§ **Source extract**:
Valuing ourselves
David Andersen
david at davidandersenpianos.com
Wed Feb 13 09:14:24 MST 2008
I've been an acolyte of Ed Foote in the business realm for about 10
years because he KNOWS what he's worth, and raises his rates EVERY
SINGLE TIME he needs to, usually every 18 months. He's been in the
top 1/2 of 1% of earners in this craft for 30 years.
Let me ask you some questions:
1. Are you proud of your craft?
2. Do you think it takes as much focus and skill to function in the
high end of the pianotech world
as it does to function as a technician in the high end of home/small
business computers?
3. Do you think you're going to live forever?
4. Do you want to work with and deal with a**h**les on a daily basis?
If you sincerely and truthfully answered yes, yes, no, and no, then
GO TO THE HIGH END AND STAY THERE. Really. Quit bitching and
complaining about competition and taxes and driving and cheap
clients, and not enough money to go to conventions. If you're a
highly trained, honest, professional craftsperson and you're not
making $2,000 a week, it's you---you have a diminished perception of
yourself and your worth, and other people are picking up on and
responding to that. It's a classic problem in our craft. STAND UP.

§ **Exercise A**:
Reproduce the message on valuing ourselves word for word.

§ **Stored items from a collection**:
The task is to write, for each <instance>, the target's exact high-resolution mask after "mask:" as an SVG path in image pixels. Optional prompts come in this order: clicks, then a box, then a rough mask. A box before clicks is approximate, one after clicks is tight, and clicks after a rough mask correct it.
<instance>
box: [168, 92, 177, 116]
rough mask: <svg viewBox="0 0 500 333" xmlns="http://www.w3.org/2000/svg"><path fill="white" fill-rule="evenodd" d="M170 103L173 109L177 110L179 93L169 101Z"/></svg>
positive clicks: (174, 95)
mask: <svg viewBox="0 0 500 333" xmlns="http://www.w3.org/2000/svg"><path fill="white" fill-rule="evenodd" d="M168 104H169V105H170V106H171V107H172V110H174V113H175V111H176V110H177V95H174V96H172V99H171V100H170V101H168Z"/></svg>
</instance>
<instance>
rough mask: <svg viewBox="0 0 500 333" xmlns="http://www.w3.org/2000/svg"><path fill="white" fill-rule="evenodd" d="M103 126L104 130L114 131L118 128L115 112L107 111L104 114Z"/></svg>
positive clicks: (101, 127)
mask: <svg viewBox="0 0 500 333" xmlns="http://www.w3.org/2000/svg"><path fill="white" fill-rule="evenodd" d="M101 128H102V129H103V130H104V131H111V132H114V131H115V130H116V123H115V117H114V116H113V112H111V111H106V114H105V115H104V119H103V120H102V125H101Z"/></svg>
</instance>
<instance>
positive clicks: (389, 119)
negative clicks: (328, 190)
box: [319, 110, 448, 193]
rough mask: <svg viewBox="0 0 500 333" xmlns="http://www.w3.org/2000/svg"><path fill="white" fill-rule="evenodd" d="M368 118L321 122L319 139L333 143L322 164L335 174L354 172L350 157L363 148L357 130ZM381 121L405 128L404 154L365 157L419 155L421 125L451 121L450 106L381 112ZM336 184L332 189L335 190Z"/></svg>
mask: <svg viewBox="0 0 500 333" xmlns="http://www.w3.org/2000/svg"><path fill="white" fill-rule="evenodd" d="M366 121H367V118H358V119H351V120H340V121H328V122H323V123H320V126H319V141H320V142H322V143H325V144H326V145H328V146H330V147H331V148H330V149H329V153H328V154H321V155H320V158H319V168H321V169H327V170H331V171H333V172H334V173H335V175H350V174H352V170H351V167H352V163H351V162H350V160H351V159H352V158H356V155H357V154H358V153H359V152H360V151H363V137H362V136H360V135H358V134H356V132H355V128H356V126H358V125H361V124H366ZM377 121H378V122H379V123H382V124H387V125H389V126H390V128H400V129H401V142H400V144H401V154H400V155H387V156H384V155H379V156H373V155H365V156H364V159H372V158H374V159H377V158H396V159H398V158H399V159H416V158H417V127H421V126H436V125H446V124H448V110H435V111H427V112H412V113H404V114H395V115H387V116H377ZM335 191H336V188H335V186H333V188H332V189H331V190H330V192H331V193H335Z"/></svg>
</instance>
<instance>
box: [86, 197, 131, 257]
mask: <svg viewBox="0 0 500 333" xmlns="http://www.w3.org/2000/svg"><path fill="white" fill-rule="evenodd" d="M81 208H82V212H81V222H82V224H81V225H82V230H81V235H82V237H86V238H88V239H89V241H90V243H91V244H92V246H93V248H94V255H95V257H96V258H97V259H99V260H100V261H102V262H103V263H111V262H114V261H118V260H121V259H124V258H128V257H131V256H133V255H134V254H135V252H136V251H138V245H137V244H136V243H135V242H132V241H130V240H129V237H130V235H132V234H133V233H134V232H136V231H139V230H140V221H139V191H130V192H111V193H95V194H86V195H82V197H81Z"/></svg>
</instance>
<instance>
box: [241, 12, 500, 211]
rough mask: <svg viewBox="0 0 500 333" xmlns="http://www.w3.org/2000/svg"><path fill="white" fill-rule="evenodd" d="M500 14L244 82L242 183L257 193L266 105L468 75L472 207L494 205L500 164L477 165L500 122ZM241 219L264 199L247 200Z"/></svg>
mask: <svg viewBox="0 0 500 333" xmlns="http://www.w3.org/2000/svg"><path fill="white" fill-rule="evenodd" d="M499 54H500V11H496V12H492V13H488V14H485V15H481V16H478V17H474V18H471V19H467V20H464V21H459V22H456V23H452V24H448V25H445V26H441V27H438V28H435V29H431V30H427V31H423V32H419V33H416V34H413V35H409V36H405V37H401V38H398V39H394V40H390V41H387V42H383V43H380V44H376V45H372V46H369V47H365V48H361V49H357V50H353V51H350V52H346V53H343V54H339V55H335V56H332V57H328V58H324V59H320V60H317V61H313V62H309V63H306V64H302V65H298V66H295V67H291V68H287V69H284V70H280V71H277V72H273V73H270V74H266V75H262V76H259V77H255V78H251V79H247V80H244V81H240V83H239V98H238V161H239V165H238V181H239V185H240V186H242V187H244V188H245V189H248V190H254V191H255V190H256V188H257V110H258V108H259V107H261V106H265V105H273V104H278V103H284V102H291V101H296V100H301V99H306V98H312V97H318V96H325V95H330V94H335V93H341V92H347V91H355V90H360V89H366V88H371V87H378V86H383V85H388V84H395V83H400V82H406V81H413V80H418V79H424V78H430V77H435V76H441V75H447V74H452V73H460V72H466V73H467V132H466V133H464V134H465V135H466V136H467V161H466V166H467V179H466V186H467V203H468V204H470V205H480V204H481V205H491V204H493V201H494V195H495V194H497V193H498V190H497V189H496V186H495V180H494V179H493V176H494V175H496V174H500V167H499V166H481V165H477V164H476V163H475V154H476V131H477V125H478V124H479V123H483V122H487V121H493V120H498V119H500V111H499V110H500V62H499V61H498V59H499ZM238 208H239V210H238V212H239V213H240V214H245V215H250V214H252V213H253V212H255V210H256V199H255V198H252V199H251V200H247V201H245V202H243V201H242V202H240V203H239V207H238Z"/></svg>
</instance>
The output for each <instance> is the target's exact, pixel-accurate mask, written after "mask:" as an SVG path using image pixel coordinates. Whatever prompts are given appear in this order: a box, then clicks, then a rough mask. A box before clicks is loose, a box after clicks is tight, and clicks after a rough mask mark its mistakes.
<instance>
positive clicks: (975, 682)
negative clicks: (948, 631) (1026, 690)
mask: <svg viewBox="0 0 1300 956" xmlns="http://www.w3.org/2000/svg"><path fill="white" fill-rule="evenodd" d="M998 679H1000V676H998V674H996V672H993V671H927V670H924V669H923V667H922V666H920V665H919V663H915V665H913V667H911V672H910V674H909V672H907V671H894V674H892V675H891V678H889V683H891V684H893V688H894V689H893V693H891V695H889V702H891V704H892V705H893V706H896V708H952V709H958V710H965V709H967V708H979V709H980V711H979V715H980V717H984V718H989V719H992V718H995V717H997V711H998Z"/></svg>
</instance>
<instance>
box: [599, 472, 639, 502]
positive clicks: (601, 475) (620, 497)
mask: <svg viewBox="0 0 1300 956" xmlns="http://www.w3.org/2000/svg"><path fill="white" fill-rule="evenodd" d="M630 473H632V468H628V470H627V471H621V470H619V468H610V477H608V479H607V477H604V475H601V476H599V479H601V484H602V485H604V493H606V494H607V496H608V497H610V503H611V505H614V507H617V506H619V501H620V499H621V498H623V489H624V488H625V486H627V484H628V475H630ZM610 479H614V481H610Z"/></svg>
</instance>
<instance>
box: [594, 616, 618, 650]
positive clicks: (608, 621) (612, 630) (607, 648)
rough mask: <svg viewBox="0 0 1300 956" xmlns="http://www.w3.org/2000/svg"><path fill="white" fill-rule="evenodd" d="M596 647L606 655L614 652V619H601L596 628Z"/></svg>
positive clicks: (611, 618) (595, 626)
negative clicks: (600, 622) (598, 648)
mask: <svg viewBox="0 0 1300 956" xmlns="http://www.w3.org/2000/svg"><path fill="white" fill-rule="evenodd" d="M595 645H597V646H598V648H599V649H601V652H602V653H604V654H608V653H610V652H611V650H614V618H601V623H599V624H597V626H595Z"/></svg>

§ **Exercise B**:
Find every line in the rows that contains the string "target" and copy each one. Case matters when matching.

§ **Exercise result A**:
Valuing ourselves
David Andersen
david at davidandersenpianos.com
Wed Feb 13 09:14:24 MST 2008
I've been an acolyte of Ed Foote in the business realm for about 10
years because he KNOWS what he's worth, and raises his rates EVERY
SINGLE TIME he needs to, usually every 18 months. He's been in the
top 1/2 of 1% of earners in this craft for 30 years.
Let me ask you some questions:
1. Are you proud of your craft?
2. Do you think it takes as much focus and skill to function in the
high end of the pianotech world
as it does to function as a technician in the high end of home/small
business computers?
3. Do you think you're going to live forever?
4. Do you want to work with and deal with a**h**les on a daily basis?
If you sincerely and truthfully answered yes, yes, no, and no, then
GO TO THE HIGH END AND STAY THERE. Really. Quit bitching and
complaining about competition and taxes and driving and cheap
clients, and not enough money to go to conventions. If you're a
highly trained, honest, professional craftsperson and you're not
making $2,000 a week, it's you---you have a diminished perception of
yourself and your worth, and other people are picking up on and
responding to that. It's a classic problem in our craft. STAND UP.

§ **Exercise result B**:
The task is to write, for each <instance>, the target's exact high-resolution mask after "mask:" as an SVG path in image pixels. Optional prompts come in this order: clicks, then a box, then a rough mask. A box before clicks is approximate, one after clicks is tight, and clicks after a rough mask correct it.
The output for each <instance> is the target's exact, pixel-accurate mask, written after "mask:" as an SVG path using image pixel coordinates. Whatever prompts are given appear in this order: a box, then clicks, then a rough mask. A box before clicks is loose, a box after clicks is tight, and clicks after a rough mask mark its mistakes.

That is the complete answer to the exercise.